Top of Source material
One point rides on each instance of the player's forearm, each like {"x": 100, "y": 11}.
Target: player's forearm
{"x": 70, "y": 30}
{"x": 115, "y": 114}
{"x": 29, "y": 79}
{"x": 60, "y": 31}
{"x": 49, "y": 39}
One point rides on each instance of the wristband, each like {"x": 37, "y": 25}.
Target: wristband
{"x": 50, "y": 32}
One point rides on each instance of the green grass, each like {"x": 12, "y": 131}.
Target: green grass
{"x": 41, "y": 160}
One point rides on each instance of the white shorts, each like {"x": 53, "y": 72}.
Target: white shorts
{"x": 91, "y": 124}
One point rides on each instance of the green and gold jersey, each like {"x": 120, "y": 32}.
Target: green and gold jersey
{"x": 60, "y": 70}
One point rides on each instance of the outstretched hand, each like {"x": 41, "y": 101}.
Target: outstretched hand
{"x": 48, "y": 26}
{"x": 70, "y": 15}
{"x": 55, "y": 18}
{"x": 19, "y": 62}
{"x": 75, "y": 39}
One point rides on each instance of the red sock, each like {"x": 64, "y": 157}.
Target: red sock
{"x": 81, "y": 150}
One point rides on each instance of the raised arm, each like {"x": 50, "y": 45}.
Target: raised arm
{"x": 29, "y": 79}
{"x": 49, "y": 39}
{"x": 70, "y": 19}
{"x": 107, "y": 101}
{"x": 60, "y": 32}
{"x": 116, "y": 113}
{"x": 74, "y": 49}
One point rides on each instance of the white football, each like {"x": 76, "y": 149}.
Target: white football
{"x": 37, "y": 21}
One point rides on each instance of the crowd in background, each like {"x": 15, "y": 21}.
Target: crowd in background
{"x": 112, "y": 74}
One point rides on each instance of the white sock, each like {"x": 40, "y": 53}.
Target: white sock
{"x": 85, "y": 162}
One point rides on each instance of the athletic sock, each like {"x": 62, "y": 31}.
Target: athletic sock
Bottom of Source material
_Work to complete_. Which lines above hold the string "each"? Please copy all of them.

_Response box_.
One point rides on each instance of the player's forearm, each like {"x": 100, "y": 11}.
One point rides on each instance of the wristband, each like {"x": 37, "y": 25}.
One point rides on each instance of the green grass, each like {"x": 12, "y": 131}.
One point rides on each instance of the white shorts, each like {"x": 53, "y": 72}.
One point rides on each instance of the green and gold jersey, each like {"x": 120, "y": 32}.
One point rides on each instance of the outstretched hand, each like {"x": 41, "y": 101}.
One point rides on each instance of the red sock, each like {"x": 64, "y": 157}.
One point rides on each instance of the raised arm, each like {"x": 50, "y": 45}.
One point rides on each instance of the white football, each like {"x": 76, "y": 149}.
One point rides on each instance of the crowd in background, each like {"x": 15, "y": 21}.
One point rides on each instance of the white sock, each like {"x": 40, "y": 53}.
One point rides on each instance of the athletic sock, each like {"x": 62, "y": 31}.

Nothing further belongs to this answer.